--- Excerpt to read ---
The price of gold today (Friday, April 7) is at its highest level in nearly five months as investors buy safe havens in the wake of the Syrian air strike. As of 8:30 a.m., the metal is up 1.5% and trading at $1,272. That's the highest since prices closed at $1,273 on Nov. 9, 2016.
It's clear that gold's been acting well of late, despite some renewed strength in the dollar.
Meanwhile, stocks appear to be stalling, while oil prices have bounced back and 10-year Treasuries have gained as well.
If we look at the gold price performance over the first quarter, there's nothing to complain about. The precious metal gained 8.6% from Jan. 1 to March 31 and is currently up 10.4% on the year.
Compare that to just a 5.3% gain for the S&P 500 and you can see why gold is a great way to beat the broader market.
---
• To be done:
(a) Answer these questions from the gold price report:
(i) At what price was gold trading as of 8:30 a.m.?
(ii) How much did gold gain from Jan. 1 to March 31?
(iii) What gain does the report give for the S&P 500?
(b) List every percentage figure that appears in the gold price report.
The records that come next have no connection to the gold price report.
--- Raw data ---
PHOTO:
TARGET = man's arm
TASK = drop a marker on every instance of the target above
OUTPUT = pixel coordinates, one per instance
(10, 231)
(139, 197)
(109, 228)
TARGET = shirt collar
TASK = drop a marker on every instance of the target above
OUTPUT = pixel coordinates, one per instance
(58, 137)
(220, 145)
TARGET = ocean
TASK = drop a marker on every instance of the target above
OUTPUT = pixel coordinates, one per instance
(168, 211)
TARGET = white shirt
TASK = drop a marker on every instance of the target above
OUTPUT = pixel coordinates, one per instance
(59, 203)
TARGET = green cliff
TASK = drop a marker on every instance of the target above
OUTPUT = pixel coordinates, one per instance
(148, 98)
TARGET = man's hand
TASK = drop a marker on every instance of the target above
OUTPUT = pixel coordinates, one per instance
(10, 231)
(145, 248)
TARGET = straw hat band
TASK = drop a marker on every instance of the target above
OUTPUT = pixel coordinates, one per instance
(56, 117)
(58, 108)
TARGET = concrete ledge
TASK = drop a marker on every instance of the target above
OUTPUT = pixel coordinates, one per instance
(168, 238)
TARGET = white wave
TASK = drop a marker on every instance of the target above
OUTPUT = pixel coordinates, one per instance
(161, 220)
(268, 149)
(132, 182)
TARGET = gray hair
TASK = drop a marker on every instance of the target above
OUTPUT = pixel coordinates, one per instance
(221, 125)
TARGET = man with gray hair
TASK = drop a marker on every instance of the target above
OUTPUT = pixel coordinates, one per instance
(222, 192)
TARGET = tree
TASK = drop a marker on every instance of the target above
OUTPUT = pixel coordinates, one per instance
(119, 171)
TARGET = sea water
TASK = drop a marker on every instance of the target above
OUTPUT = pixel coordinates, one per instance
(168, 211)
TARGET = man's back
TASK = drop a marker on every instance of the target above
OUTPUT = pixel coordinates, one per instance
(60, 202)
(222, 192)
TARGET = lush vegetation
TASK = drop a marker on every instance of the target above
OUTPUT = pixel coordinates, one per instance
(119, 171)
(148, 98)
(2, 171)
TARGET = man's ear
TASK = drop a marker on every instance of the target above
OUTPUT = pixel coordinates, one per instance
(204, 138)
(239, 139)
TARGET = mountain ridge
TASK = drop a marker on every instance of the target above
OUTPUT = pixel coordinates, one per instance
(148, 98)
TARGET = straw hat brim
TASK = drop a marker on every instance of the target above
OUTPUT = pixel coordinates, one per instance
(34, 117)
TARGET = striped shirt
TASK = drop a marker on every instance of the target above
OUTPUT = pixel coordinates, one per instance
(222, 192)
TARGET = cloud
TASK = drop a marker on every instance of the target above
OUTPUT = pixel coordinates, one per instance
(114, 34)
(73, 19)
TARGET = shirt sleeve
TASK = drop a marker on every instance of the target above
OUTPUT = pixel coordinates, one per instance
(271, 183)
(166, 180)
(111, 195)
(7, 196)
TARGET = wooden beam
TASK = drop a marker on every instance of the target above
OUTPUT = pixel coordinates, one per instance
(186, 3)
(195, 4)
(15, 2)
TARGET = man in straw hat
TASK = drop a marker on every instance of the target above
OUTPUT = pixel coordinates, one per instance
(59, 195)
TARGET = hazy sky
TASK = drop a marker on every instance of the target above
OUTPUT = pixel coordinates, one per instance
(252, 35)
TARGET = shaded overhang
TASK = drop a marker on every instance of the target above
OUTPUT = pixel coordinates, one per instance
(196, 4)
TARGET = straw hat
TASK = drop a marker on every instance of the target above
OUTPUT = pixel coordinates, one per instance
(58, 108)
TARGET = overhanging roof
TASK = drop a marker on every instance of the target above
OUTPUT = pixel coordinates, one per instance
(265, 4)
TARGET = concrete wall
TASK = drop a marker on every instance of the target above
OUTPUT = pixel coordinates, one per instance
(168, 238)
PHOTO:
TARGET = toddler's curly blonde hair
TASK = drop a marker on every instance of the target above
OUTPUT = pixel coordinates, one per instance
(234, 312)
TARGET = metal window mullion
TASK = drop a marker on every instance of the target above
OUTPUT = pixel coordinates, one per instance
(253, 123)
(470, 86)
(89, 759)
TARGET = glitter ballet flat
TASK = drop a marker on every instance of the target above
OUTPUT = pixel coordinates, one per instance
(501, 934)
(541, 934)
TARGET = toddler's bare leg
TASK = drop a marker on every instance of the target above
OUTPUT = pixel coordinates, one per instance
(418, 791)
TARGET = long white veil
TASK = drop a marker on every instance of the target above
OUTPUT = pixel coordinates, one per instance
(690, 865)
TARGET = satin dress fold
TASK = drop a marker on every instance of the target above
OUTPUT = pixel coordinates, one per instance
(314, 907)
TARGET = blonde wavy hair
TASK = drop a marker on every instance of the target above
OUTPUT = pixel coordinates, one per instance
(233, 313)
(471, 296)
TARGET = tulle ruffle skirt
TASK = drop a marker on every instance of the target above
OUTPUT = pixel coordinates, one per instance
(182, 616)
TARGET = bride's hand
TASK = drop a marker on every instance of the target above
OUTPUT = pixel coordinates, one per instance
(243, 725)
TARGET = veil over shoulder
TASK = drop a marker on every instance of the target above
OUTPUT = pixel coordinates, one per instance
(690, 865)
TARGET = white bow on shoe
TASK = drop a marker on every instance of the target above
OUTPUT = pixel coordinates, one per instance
---
• Outputs by task:
(a)
(i) $1,272
(ii) 8.6%
(iii) 5.3%

(b) 1.5%, 8.6%, 10.4%, 5.3%